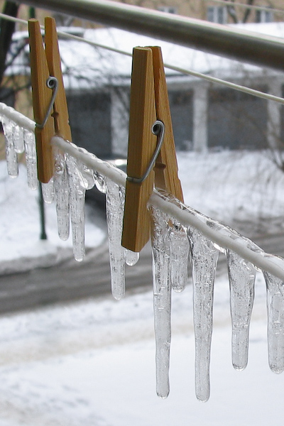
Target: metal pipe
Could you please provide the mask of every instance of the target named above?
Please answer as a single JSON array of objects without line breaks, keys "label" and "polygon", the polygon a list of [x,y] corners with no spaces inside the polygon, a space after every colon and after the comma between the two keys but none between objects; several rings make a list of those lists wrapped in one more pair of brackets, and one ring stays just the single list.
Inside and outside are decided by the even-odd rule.
[{"label": "metal pipe", "polygon": [[284,40],[280,38],[111,0],[23,0],[21,3],[231,59],[283,69]]}]

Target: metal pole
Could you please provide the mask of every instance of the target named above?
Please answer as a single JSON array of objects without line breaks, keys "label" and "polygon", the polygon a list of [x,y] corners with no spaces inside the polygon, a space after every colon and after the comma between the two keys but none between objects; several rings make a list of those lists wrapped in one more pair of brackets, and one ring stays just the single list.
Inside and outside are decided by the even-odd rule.
[{"label": "metal pole", "polygon": [[101,24],[274,69],[283,69],[284,41],[171,13],[111,0],[22,0]]}]

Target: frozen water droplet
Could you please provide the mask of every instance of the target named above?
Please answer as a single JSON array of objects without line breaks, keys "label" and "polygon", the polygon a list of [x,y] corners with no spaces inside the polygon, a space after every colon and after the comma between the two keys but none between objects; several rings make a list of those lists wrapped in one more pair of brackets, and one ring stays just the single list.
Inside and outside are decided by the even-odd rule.
[{"label": "frozen water droplet", "polygon": [[139,260],[139,253],[131,250],[125,249],[125,262],[129,266],[133,266]]},{"label": "frozen water droplet", "polygon": [[256,270],[234,251],[227,251],[232,324],[233,366],[244,370],[248,363],[249,325],[254,299]]},{"label": "frozen water droplet", "polygon": [[16,152],[18,154],[23,153],[25,151],[23,143],[23,129],[16,124],[16,123],[13,124],[13,142]]},{"label": "frozen water droplet", "polygon": [[42,183],[43,198],[46,204],[51,204],[54,200],[54,187],[53,178],[52,178],[48,183]]},{"label": "frozen water droplet", "polygon": [[121,246],[125,190],[106,180],[106,221],[109,231],[111,292],[117,300],[125,294],[125,250]]},{"label": "frozen water droplet", "polygon": [[97,188],[103,194],[106,193],[106,183],[104,176],[100,175],[98,172],[94,173],[94,183]]},{"label": "frozen water droplet", "polygon": [[[284,269],[284,259],[268,254],[269,257]],[[273,373],[284,370],[284,283],[272,274],[264,272],[267,290],[268,340],[269,366]]]},{"label": "frozen water droplet", "polygon": [[[78,148],[78,151],[88,154],[87,150],[83,148]],[[84,163],[77,160],[78,169],[81,173],[82,179],[84,180],[84,187],[86,190],[91,190],[94,185],[94,172],[89,168]]]},{"label": "frozen water droplet", "polygon": [[25,145],[28,186],[31,190],[35,190],[38,187],[36,138],[34,133],[26,129],[23,131],[23,143]]},{"label": "frozen water droplet", "polygon": [[188,236],[192,258],[195,393],[200,400],[205,402],[210,395],[213,293],[219,252],[213,243],[195,228],[189,228]]},{"label": "frozen water droplet", "polygon": [[175,291],[185,289],[187,280],[189,244],[185,228],[173,218],[170,226],[170,273],[172,287]]},{"label": "frozen water droplet", "polygon": [[66,241],[69,237],[69,187],[63,154],[59,150],[55,151],[54,190],[56,200],[58,235]]},{"label": "frozen water droplet", "polygon": [[169,368],[171,339],[169,218],[155,207],[152,207],[152,217],[156,392],[158,396],[165,398],[170,392]]}]

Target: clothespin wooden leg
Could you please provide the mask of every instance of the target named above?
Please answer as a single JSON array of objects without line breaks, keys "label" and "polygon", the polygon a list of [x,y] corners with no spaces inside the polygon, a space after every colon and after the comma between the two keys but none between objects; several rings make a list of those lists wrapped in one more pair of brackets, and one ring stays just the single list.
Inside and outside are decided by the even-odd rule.
[{"label": "clothespin wooden leg", "polygon": [[165,125],[165,137],[155,167],[155,186],[165,190],[183,202],[182,186],[178,175],[178,162],[162,51],[158,46],[151,47],[151,49],[153,53],[157,119]]},{"label": "clothespin wooden leg", "polygon": [[61,70],[61,60],[59,53],[58,33],[55,20],[50,16],[45,19],[45,55],[49,74],[58,80],[58,94],[54,102],[53,116],[55,121],[55,133],[71,142],[71,130],[69,125],[69,114],[65,91]]},{"label": "clothespin wooden leg", "polygon": [[[50,105],[53,91],[46,85],[50,74],[40,25],[37,20],[29,20],[28,32],[33,114],[36,123],[40,125]],[[43,129],[36,125],[38,177],[43,183],[48,183],[53,175],[53,158],[50,142],[54,133],[53,119],[51,116],[48,118]]]},{"label": "clothespin wooden leg", "polygon": [[[130,97],[127,175],[141,178],[153,157],[156,136],[151,131],[156,120],[152,50],[135,48],[133,53]],[[150,236],[147,203],[153,192],[152,170],[141,184],[126,182],[122,246],[140,251]]]}]

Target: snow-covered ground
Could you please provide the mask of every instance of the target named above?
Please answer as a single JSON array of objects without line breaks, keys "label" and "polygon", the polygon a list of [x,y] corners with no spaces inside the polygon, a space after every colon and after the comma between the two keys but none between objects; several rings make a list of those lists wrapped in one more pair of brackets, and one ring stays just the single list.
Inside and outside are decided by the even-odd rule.
[{"label": "snow-covered ground", "polygon": [[[252,231],[263,224],[271,232],[282,229],[284,175],[264,153],[189,153],[178,163],[187,204],[239,231],[240,220],[253,224]],[[27,188],[23,168],[17,180],[5,168],[0,164],[0,265],[23,269],[70,256],[70,242],[62,247],[56,236],[54,206],[46,206],[48,240],[38,241],[37,194]],[[86,235],[88,246],[104,238],[92,217]],[[151,292],[126,291],[119,302],[109,295],[0,317],[0,426],[282,425],[284,376],[268,365],[260,273],[242,372],[230,359],[227,278],[217,279],[211,397],[204,404],[195,396],[191,285],[173,294],[166,400],[155,392],[152,305]]]}]

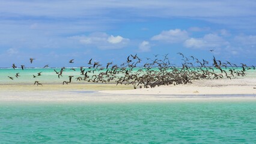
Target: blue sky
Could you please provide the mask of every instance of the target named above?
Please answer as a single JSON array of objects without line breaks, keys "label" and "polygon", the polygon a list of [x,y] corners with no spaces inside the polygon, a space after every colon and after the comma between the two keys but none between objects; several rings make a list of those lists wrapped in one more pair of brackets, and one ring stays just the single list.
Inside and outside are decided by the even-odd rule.
[{"label": "blue sky", "polygon": [[169,53],[178,65],[177,52],[256,65],[255,1],[0,3],[1,67],[79,67],[91,58],[120,64],[135,53],[143,59]]}]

== == ==

Copy everything from the line containing "Target: blue sky" down to the end of the material, shifting every polygon coordinate in the answers up by 30.

## TASK OUTPUT
Target: blue sky
Could you please provide the mask of every instance of the target named above?
Please answer as a single JSON array of objects without line breaks, keys "label" and "polygon", the polygon a list of [x,y] corners with no spaces inside the polygon, a space after every colon and after the comma between the two keys but none between objects; several rings make a list of those lists wrapped in one more pair of brackets, and one ring stays just the single list.
Inside and outside are decided by the even-odd rule.
[{"label": "blue sky", "polygon": [[199,83],[208,95],[207,82],[286,95],[285,31],[30,33],[31,97],[109,97],[121,88],[150,94],[165,83],[173,89]]}]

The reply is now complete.